--- Data items ---
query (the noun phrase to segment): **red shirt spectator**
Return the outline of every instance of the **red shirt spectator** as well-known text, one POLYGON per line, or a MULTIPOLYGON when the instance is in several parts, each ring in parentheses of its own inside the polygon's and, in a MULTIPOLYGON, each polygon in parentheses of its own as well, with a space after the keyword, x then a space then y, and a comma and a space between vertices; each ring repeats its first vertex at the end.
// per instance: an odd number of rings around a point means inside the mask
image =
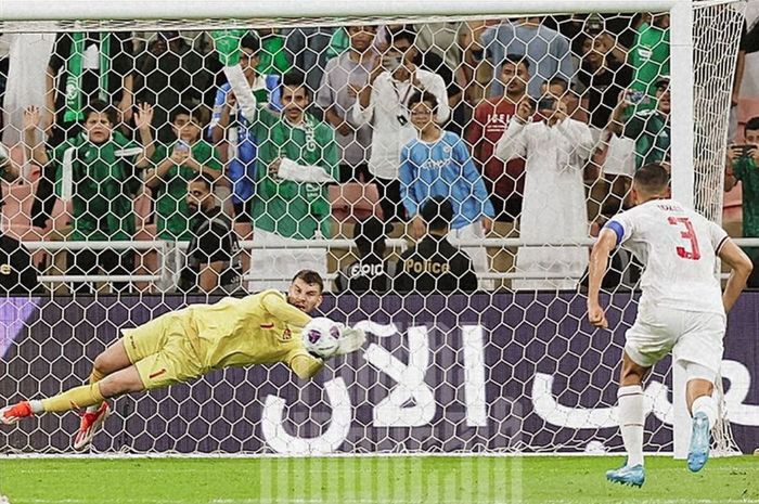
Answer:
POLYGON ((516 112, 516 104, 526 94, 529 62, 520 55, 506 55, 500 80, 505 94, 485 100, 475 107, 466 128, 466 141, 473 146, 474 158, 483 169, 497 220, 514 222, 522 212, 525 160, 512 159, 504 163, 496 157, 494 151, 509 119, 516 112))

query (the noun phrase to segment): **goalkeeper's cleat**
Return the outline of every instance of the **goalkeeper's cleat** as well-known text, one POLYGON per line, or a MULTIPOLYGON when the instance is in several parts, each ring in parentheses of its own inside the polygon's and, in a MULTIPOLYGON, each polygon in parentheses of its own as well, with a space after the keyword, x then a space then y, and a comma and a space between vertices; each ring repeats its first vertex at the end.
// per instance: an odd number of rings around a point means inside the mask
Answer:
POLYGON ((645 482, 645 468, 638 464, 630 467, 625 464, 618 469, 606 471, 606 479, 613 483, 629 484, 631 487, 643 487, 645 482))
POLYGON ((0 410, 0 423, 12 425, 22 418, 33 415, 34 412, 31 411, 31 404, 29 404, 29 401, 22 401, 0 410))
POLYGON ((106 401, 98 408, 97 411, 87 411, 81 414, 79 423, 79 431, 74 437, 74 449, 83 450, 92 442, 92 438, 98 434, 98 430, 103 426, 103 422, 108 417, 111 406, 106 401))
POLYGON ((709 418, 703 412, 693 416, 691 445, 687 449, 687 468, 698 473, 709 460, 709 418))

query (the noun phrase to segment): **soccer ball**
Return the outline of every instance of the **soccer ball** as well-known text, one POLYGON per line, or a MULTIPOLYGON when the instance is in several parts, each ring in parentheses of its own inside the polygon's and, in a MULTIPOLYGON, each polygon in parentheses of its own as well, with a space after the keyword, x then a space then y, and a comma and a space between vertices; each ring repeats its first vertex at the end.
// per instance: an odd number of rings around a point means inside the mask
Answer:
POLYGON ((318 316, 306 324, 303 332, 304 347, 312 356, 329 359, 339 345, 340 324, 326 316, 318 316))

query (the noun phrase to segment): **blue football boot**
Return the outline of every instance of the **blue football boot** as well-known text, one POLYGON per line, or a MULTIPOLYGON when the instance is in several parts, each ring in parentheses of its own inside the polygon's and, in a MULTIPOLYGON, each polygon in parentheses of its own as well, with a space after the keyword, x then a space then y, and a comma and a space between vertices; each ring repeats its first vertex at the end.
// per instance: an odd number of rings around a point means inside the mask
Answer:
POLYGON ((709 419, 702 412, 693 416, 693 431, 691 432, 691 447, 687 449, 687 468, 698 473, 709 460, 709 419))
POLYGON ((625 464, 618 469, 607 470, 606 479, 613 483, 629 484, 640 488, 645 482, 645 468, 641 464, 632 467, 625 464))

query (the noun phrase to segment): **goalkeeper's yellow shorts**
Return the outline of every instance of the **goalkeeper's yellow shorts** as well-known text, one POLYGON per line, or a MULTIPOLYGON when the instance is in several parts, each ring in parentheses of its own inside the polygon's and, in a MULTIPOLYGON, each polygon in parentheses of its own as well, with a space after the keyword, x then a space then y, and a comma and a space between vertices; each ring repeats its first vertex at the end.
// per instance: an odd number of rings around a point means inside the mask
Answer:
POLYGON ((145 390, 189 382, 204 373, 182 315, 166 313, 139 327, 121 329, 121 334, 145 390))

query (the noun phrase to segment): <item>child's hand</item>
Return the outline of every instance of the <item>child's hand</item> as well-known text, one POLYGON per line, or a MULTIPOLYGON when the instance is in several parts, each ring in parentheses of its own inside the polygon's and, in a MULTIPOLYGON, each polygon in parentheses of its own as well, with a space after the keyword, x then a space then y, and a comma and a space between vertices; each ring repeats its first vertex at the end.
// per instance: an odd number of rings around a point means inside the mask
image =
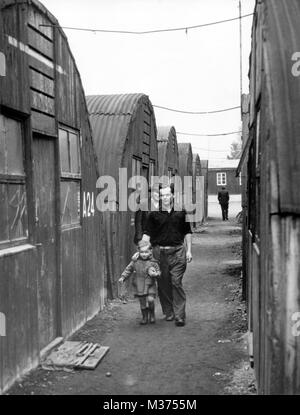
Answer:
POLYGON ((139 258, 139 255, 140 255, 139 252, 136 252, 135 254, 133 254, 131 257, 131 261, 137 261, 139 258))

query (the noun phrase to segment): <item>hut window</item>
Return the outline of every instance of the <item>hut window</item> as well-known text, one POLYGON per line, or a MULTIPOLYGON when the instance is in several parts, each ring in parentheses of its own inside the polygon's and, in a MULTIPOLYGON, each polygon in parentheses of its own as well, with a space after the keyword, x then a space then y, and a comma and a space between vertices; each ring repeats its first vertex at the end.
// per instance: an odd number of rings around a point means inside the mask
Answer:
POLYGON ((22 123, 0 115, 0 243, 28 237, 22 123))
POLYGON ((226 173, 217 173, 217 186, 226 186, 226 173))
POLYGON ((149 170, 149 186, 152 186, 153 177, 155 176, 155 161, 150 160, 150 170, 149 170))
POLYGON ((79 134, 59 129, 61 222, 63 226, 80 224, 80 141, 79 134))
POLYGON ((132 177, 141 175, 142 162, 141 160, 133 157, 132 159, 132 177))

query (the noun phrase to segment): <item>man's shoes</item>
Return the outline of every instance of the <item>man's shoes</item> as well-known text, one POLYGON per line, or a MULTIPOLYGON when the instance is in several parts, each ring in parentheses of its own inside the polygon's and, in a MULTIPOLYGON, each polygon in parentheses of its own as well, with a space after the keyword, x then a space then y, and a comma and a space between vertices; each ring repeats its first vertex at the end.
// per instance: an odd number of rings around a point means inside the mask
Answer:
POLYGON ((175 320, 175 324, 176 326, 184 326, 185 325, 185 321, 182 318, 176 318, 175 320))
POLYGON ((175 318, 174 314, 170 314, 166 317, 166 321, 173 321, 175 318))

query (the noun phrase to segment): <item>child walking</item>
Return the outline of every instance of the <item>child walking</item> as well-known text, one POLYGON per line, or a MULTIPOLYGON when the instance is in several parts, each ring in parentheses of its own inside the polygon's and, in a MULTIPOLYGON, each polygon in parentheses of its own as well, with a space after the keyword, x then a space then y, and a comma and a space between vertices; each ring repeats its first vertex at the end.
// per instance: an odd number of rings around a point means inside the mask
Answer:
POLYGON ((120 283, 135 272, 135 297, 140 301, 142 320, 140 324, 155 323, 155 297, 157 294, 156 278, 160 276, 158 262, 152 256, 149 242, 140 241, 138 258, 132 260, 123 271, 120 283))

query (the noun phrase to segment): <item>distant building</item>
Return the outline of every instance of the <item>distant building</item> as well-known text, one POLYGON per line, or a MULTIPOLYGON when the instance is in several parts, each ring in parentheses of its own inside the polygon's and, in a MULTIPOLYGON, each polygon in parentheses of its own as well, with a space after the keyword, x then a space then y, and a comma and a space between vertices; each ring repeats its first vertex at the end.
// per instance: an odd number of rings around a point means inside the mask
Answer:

--- Directive ---
Can you write out all of the material again with "outline" replaced by "boundary" wherever it appears and nothing else changed? Leave the pictures out.

--- Output of the exercise ---
query (the noun phrase to segment): **red shirt spectator**
Return the boundary of every instance of the **red shirt spectator** as well-known text, one POLYGON per line, or a MULTIPOLYGON when the instance is in several parts, each ring in parentheses of its own inside the polygon's and, in a MULTIPOLYGON, each polygon in parentheses of its own as well, with a space after the keyword, x then a space then y, and a comma and a space between vertices; each ring repeats its first vertex at the end.
// per instance: an odd number of rings around a point means inside the mask
image =
Answer:
POLYGON ((516 112, 516 104, 526 94, 529 62, 520 55, 506 55, 500 80, 505 94, 485 100, 475 107, 466 128, 466 141, 473 146, 474 158, 483 169, 497 220, 514 222, 522 212, 525 160, 512 159, 504 163, 496 157, 494 151, 509 119, 516 112))

query (the noun phrase to segment): **goalkeeper's cleat**
Return the boundary of every instance of the **goalkeeper's cleat** as well-known text, one POLYGON per line, or a MULTIPOLYGON when the instance is in several parts, each ring in parentheses of its own inside the polygon's and, in a MULTIPOLYGON, each polygon in parentheses of its own as well, with a space after the keyword, x then a space then y, and a comma and a space between vertices; each ring repeats its first vertex at the end.
// per instance: an odd number of rings around a point means inside the mask
Answer:
POLYGON ((645 482, 645 468, 638 464, 630 467, 625 464, 618 469, 606 471, 606 479, 613 483, 629 484, 631 487, 643 487, 645 482))
POLYGON ((0 410, 0 423, 12 425, 22 418, 33 415, 34 412, 31 411, 31 404, 29 404, 29 401, 22 401, 0 410))
POLYGON ((106 401, 98 408, 97 411, 87 411, 81 414, 79 423, 79 431, 74 437, 74 449, 83 450, 92 442, 92 438, 98 434, 98 430, 103 426, 103 422, 108 417, 111 406, 106 401))
POLYGON ((709 418, 703 412, 693 416, 691 445, 687 449, 687 468, 698 473, 709 460, 709 418))

query (the noun phrase to segment): **soccer ball**
Return the boundary of every instance of the **soccer ball** as well-known text, one POLYGON per line, or a MULTIPOLYGON when the instance is in several parts, each ring in parentheses of its own inside the polygon's and, in a MULTIPOLYGON, each polygon in parentheses of its own as well, with a space after the keyword, x then a space then y, and a comma and a space between vertices; each ring repeats its first vertex at the end.
// per instance: an odd number of rings around a point means inside the mask
Answer:
POLYGON ((318 316, 306 324, 303 332, 304 347, 312 356, 329 359, 339 345, 340 324, 326 316, 318 316))

query (the noun phrase to segment): **blue football boot**
Return the boundary of every instance of the **blue football boot** as well-known text, one POLYGON per line, or a MULTIPOLYGON when the instance is in several parts, each ring in parentheses of its own inside the polygon's and, in a MULTIPOLYGON, each polygon in parentheses of its own as well, with a space after the keyword, x then a space then y, and a comma and a space between vertices; each ring repeats its first vertex at the end.
// per instance: an odd number of rings around a point means inside the mask
Answer:
POLYGON ((709 419, 702 412, 693 416, 693 431, 691 432, 691 447, 687 449, 687 468, 698 473, 709 460, 709 419))
POLYGON ((625 464, 618 469, 607 470, 606 479, 613 483, 629 484, 640 488, 645 482, 645 468, 641 464, 632 467, 625 464))

query (the noun phrase to segment): **goalkeeper's yellow shorts**
Return the boundary of every instance of the **goalkeeper's yellow shorts** as well-known text, one POLYGON per line, or a MULTIPOLYGON when the instance is in several parts, each ring in parentheses of its own inside the polygon's and, in a MULTIPOLYGON, each polygon in parentheses of its own as well, with a space after the keyword, x then a space then y, and a comma and a space between vertices; each ring repeats its first vertex at the end.
// per instance: an odd number of rings around a point means inside the mask
Answer:
POLYGON ((145 390, 189 382, 204 373, 182 315, 166 313, 139 327, 121 329, 121 334, 145 390))

query (the noun phrase to segment): <item>child's hand</item>
Return the boundary of every instance of the <item>child's hand</item> as well-known text, one POLYGON per line, or a MULTIPOLYGON when the instance is in several parts, each ring in parentheses of its own inside the polygon's and, in a MULTIPOLYGON, each polygon in parentheses of its own as well, with a space after the keyword, x then a space then y, and a comma and a space between vertices; each ring repeats its first vertex at the end.
// per instance: an odd number of rings around a point means inside the mask
image =
Answer:
POLYGON ((139 258, 139 255, 140 255, 139 252, 136 252, 135 254, 133 254, 131 257, 131 261, 137 261, 139 258))

query (the noun phrase to segment): <item>hut window</item>
Return the boundary of every instance of the <item>hut window</item> as well-known text, one POLYGON per line, or a MULTIPOLYGON when the instance is in several parts, each ring in parentheses of its own inside the polygon's and, in a MULTIPOLYGON, each polygon in parentheses of its own as well, with a space after the keyword, x then a space then y, and a comma and a space between vertices; each ring repeats its first vertex at the end.
// per instance: an odd number of rings around a point means inside the mask
Answer:
POLYGON ((22 123, 0 115, 0 243, 28 237, 22 123))
POLYGON ((226 173, 217 173, 217 186, 226 186, 226 173))
POLYGON ((149 170, 149 186, 152 186, 153 177, 155 176, 155 161, 150 160, 150 170, 149 170))
POLYGON ((79 134, 59 129, 61 222, 63 226, 80 224, 80 141, 79 134))
POLYGON ((132 177, 141 175, 142 162, 141 160, 133 157, 132 159, 132 177))

query (the noun phrase to segment): <item>man's shoes</item>
Return the boundary of every instance of the <item>man's shoes</item> as well-known text, one POLYGON per line, or a MULTIPOLYGON when the instance is in several parts, each ring in parentheses of its own inside the polygon's and, in a MULTIPOLYGON, each polygon in parentheses of its own as well, with a space after the keyword, x then a space then y, and a comma and a space between vertices; each ring repeats its first vertex at the end.
// per instance: an odd number of rings around a point means inside the mask
Answer:
POLYGON ((175 320, 175 324, 176 326, 184 326, 185 325, 185 321, 182 318, 176 318, 175 320))
POLYGON ((175 318, 174 314, 170 314, 166 317, 166 321, 173 321, 175 318))

query (the noun phrase to segment): <item>child walking</item>
Return the boundary of every instance of the <item>child walking</item> as well-known text, one POLYGON per line, or a MULTIPOLYGON when the instance is in several parts, each ring in parentheses of its own inside the polygon's and, in a MULTIPOLYGON, each polygon in parentheses of its own as well, with a space after the keyword, x then a space then y, and a comma and a space between vertices; each ring repeats its first vertex at the end.
// per instance: an odd number of rings around a point means inside the mask
Answer:
POLYGON ((120 283, 135 272, 135 297, 140 301, 142 320, 140 324, 155 323, 155 297, 157 294, 156 278, 160 276, 158 262, 152 256, 149 242, 140 241, 138 258, 132 260, 123 271, 120 283))

query (the noun phrase to segment): <item>distant building</item>
Return the boundary of every instance of the <item>distant building</item> as well-known text, one POLYGON per line, or a MULTIPOLYGON when the instance is in several parts, each ring in parentheses of its own inside the polygon's and, in a MULTIPOLYGON, each polygon in parentheses of its own as well, with a space after the keyword, x then a space then y, and a comma and a space between vertices; each ring repeats its first vertex at the end.
// per instance: an odd number of rings around a point means inside the mask
Answer:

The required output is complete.